Medicare Secondary Payer (MSP)
Medicare Secondary Payer (MSP) refers to the set of situations and rules under which another insurer or plan is required to pay a patient's medical claim before Medicare does, making Medicare the secondary rather than the primary payer.
Updated
Medicare Secondary Payer (MSP) is the umbrella term CMS uses for the circumstances in which Medicare is not the first payer responsible for a beneficiary's covered services. In those situations, another source of coverage — such as a group health plan, an auto or liability insurer, workers' compensation, or another government program — pays first, and Medicare pays second (if at all) for remaining covered amounts. The purpose of the MSP framework is to protect the Medicare Trust Funds by ensuring Medicare does not pay for costs that another responsible party is obligated to cover.

**INFORMATION SUPPLIED**
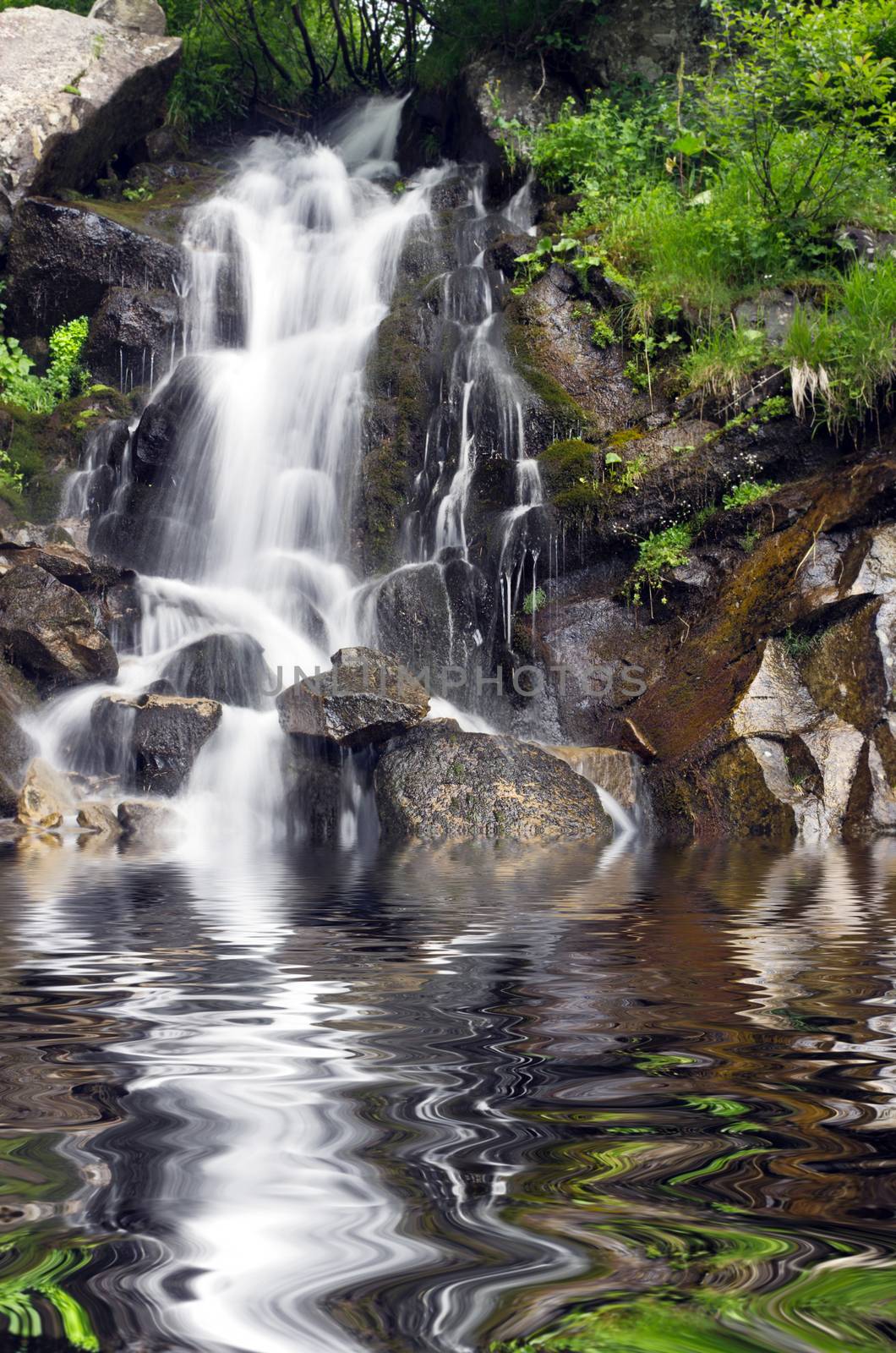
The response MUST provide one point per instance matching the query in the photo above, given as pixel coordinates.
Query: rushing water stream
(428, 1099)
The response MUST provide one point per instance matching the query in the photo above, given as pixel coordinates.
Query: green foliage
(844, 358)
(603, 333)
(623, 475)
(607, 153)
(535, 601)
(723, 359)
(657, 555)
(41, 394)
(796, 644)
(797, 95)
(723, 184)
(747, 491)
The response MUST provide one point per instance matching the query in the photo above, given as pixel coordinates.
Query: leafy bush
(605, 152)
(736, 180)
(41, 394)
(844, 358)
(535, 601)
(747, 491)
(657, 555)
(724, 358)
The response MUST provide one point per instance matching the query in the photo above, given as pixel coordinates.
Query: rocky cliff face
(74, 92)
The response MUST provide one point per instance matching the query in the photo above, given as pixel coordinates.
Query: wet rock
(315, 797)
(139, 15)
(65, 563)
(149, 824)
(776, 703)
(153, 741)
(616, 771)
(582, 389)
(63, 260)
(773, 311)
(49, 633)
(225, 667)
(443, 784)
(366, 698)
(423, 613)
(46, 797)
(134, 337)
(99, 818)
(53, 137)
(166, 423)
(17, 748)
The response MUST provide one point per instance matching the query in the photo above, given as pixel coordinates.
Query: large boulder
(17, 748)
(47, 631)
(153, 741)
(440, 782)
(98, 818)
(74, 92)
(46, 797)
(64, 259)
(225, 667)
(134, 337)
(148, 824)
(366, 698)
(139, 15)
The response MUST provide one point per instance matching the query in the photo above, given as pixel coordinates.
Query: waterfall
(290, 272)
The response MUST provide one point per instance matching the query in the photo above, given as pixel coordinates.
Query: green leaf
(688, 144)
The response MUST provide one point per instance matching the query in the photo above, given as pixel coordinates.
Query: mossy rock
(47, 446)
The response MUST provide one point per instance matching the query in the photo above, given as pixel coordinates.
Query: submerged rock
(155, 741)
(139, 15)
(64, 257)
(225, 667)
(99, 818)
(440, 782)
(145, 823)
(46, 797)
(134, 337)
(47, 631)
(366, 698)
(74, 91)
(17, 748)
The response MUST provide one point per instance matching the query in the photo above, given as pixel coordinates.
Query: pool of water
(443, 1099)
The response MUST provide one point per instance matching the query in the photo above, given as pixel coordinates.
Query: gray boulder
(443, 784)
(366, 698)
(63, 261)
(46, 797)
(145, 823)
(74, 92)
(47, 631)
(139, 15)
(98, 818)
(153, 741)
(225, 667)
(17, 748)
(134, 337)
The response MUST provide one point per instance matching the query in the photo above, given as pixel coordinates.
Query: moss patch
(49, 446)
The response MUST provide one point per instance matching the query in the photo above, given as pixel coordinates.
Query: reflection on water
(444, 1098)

**WORK ORDER 1**
List every source of coverage that the Medicare Secondary Payer text names as one that can pay before Medicare.
**WORK ORDER 2**
According to the Medicare Secondary Payer text, what is the MSP framework for?
**WORK ORDER 3**
Write the next part of the Medicare Secondary Payer text, starting after its final sentence.
None of the data is used in these tasks.

**TASK RESULT 1**
- A group health plan
- An auto or liability insurer
- Workers' compensation
- Another government program

**TASK RESULT 2**
It protects the Medicare Trust Funds by ensuring Medicare does not pay for costs that another responsible party is obligated to cover.

**TASK RESULT 3**
Whether Medicare is primary or secondary depends on the specific reason a person has other coverage. Common categories include coverage through an employer group health plan (which can turn on factors like the beneficiary's or a spouse's active employment status, the size of the employer, and whether entitlement is based on age, disability, or End-Stage Renal Disease), as well as coverage arising from an accident or injury where an auto, liability, or no-fault insurer or workers' compensation may be responsible. The precise ordering of payment for each situation is set by federal statute and CMS rules rather than by any single fixed formula, and the details vary by category.
Because these categories are numerous and fact-specific, providers and health plans identify the correct payer order by collecting and verifying other-coverage information, and CMS maintains coordination processes and contractors to help establish who pays first. The authoritative descriptions of each MSP category and the applicable payment rules are published by CMS.
In practice
In day-to-day billing, MSP matters because submitting a claim to Medicare when another payer is primary can lead to denials, recoupments, or delayed payment. Front-end processes typically include asking about other insurance and accident-related coverage, and CMS provides mechanisms (such as beneficiary questionnaires and coordination-of-benefits data) intended to capture primary-coverage information. When another payer is primary, that payer is generally billed first, and Medicare may then be billed as secondary for allowable remaining amounts, subject to Medicare's coverage and payment rules.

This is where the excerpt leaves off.